Task statement:
In the forum thread on GoPro mounts, what does ironlegsracer do with the chest mount before starting to shoot?

— Start of Passage provided —

# best gopro mount



## imsorrywhat (Oct 30, 2010)

nothing new or original here, just super excited about the new gopro and had to share my first edit..




what have you guys found to be the best mount/ angle for sweet mtb action with the gopro?
im definately not diggin the straight on top of helmet with no point of refrence.
so far im thinking the best is the chest mount.


----------



## ironlegsracer (Feb 5, 2004)

I haven't tried the gopro on my helmet. Had the Vholdr and it made the helmet lopsided. I've been using the gopro chest mount and it's awesome! I did put the Vholdr on the side of the frame near the headset once and it was a good perspective.


----------



## Fullsailbiker (Dec 15, 2009)

I love the Chesty. It needs modification to be shake resistant but gives a nice field of view.


----------



## J273 (Apr 12, 2009)

Fullsailbiker said:


> I love the Chesty. It needs modification to be shake resistant but gives a nice field of view.


Thats the problem i have with the chesty - just shakes and makes it unwatchable


----------



## ironlegsracer (Feb 5, 2004)

http://www.facebook.com/#!/video/video.php?v=137585276307724&comments

I ride with it loose then tighten it up right before I start shooting. So far it does great.


----------



## imsorrywhat (Oct 30, 2010)

So I thought the chest mount would be best and wore it for a majority of my ride yesterday.
90% of my footage was of my toptube and knees :madman: 
I was riding my XC bike, so I was hunched over most of the time. The camera was angled as far up as it would go. Any suggestions on how to fix this? 
Heres the footage I did end up getting: some sweet muddy San Diego singletrack :thumbsup:


----------



## Fullsailbiker (Dec 15, 2009)

Mount it camera up side down. Use the Usd setting on the camera. Some people like to use extension arms and it seems to work. My footage was more shaky with the extensions. I also position the camera as high as I can without it showing my chin from below, that way you get more trail, less arms and less bar.


----------



## imsorrywhat (Oct 30, 2010)

what an easy solution, thanks!


----------



## J273 (Apr 12, 2009)

— End of Passage provided —
— Start of Data shown —

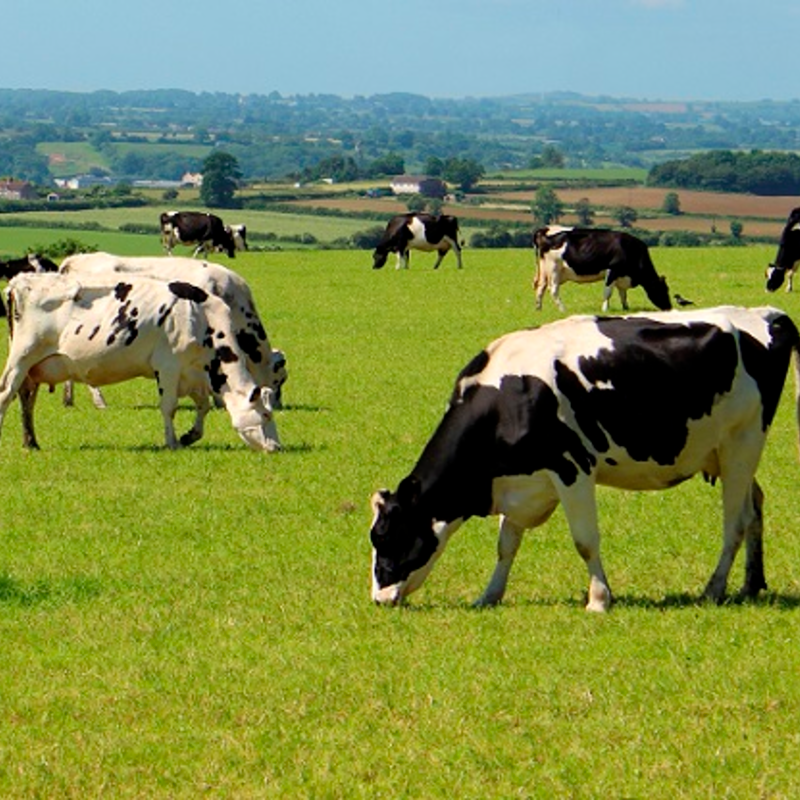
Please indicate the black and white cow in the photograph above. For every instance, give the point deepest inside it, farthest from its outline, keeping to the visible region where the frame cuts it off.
(206, 231)
(32, 262)
(787, 256)
(586, 255)
(424, 232)
(107, 329)
(544, 416)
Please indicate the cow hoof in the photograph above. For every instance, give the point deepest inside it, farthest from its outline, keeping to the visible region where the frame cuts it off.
(599, 598)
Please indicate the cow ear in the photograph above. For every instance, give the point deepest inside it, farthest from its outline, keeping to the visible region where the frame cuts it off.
(409, 492)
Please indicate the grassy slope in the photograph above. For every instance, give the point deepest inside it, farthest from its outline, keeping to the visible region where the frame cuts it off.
(199, 622)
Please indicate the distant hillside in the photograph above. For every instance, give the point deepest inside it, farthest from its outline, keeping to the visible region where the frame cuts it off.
(275, 136)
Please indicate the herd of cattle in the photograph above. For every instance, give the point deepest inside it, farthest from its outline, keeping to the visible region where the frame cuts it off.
(539, 417)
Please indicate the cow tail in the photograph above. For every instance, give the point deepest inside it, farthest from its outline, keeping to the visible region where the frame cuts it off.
(796, 366)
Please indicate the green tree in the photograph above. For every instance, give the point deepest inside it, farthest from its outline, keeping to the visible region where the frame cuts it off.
(626, 216)
(584, 212)
(672, 204)
(416, 203)
(546, 207)
(464, 172)
(221, 176)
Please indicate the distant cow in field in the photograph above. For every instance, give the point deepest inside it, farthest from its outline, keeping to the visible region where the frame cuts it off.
(107, 329)
(423, 232)
(787, 256)
(205, 231)
(267, 366)
(544, 416)
(586, 255)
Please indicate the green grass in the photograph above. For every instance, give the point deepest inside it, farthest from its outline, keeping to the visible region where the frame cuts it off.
(198, 622)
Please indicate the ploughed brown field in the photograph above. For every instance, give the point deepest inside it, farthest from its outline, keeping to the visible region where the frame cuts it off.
(702, 211)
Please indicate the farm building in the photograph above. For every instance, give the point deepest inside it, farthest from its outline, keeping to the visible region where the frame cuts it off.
(419, 184)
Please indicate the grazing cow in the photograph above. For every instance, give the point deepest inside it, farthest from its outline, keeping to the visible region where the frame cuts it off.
(106, 329)
(788, 254)
(268, 370)
(543, 416)
(206, 231)
(586, 255)
(418, 232)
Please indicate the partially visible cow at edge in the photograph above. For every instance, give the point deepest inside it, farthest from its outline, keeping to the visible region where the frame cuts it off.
(787, 256)
(205, 231)
(32, 262)
(107, 329)
(268, 366)
(544, 416)
(424, 232)
(586, 255)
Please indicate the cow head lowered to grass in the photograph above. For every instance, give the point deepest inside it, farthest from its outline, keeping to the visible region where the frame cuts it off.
(542, 416)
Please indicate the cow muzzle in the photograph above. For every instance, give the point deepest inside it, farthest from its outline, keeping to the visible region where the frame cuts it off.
(388, 595)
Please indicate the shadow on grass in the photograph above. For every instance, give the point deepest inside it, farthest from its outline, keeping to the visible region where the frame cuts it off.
(783, 602)
(299, 447)
(55, 592)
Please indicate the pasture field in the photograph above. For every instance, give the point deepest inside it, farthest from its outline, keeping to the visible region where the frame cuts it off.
(180, 624)
(325, 229)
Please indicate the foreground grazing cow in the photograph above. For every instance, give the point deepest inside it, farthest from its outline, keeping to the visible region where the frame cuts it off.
(418, 232)
(544, 416)
(268, 367)
(787, 256)
(107, 329)
(205, 231)
(586, 255)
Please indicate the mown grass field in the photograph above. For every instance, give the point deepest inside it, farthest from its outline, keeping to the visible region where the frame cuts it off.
(181, 624)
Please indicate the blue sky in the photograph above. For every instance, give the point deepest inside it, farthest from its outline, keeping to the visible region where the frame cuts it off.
(648, 49)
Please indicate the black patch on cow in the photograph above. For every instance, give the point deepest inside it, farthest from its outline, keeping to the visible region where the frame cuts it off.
(491, 432)
(652, 380)
(226, 355)
(122, 290)
(187, 291)
(123, 322)
(768, 365)
(216, 376)
(248, 344)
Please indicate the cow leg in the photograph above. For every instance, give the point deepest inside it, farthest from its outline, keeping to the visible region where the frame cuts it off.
(754, 580)
(742, 500)
(554, 292)
(580, 507)
(195, 433)
(97, 398)
(508, 543)
(27, 401)
(168, 403)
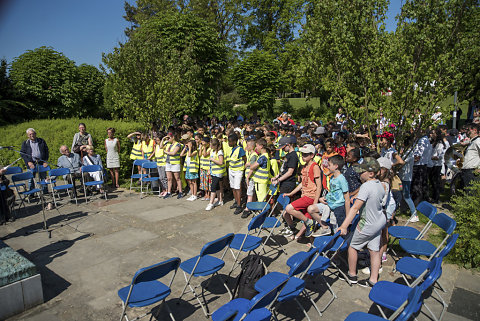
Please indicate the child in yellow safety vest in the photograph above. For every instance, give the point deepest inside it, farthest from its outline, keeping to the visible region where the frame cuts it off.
(217, 171)
(260, 170)
(191, 163)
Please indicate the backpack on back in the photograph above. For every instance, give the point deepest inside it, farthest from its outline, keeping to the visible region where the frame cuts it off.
(252, 271)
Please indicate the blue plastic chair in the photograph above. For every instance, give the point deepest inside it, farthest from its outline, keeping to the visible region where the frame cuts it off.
(321, 246)
(247, 242)
(14, 170)
(65, 187)
(411, 233)
(145, 289)
(91, 169)
(392, 295)
(423, 247)
(261, 206)
(403, 313)
(137, 162)
(26, 177)
(206, 265)
(256, 309)
(148, 165)
(272, 222)
(413, 267)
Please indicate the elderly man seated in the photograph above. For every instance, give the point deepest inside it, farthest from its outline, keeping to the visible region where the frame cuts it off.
(72, 162)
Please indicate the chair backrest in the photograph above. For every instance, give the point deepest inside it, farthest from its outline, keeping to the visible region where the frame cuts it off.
(266, 297)
(217, 245)
(91, 168)
(304, 259)
(445, 222)
(156, 271)
(427, 209)
(149, 165)
(283, 200)
(257, 221)
(59, 171)
(414, 303)
(434, 272)
(139, 162)
(13, 170)
(22, 176)
(450, 243)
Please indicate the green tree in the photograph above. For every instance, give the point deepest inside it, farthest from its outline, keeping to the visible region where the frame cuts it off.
(170, 65)
(343, 52)
(47, 81)
(257, 79)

— End of Data shown —

Result below:
Rides with it loose, then tightens it up right before starting to shoot.